**TASK DIRECTIONS:**
Copy every line of the records below without alteration, omitting the pictures from your answer.

[Data items]
········
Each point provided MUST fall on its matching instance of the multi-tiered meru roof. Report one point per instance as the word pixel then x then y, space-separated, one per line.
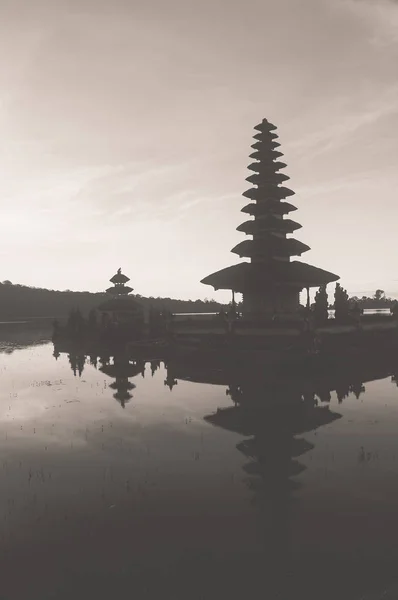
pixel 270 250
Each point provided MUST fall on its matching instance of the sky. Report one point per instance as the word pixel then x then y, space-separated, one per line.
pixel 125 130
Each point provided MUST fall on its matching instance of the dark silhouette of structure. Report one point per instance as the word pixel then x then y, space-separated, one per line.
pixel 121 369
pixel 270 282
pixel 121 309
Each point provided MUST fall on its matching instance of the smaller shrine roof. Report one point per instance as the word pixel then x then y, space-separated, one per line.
········
**THE RESULT:**
Each point provided MUST fall on its matching instance of the multi-tiered meru roof. Report one point per instance as the word pixel then x then y, space-separated, one per line.
pixel 270 250
Each point provided MUST fall on its matching instance of the sky. Report one point per instance as the word pixel then x then y, space-separated, one per line.
pixel 125 130
Each point provided MUST fall on its matching instance of the dark silhouette of structure. Report one point per instance as the word pixel then x then y, space-separated, one per line.
pixel 121 369
pixel 270 282
pixel 121 309
Each point provided MUST fall on its matching instance of the smaller shrine roof. Report one point per instance as the word pixel then x then y, space-separated, one per line.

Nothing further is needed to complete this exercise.